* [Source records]
-------

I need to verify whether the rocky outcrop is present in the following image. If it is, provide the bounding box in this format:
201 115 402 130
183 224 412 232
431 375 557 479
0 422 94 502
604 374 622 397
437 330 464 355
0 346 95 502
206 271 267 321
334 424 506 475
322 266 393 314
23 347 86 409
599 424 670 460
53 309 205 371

-------

Return all of the data exactly as it reads.

* [Written solution]
I need to verify whether the rocky outcrop is present in the following image. If it is, provide the bounding box in this format:
201 115 402 130
183 224 412 232
431 375 557 479
0 422 94 502
604 374 622 397
437 330 464 355
0 346 95 502
206 271 267 321
334 424 506 475
322 266 393 314
23 347 86 409
599 424 670 460
53 309 205 371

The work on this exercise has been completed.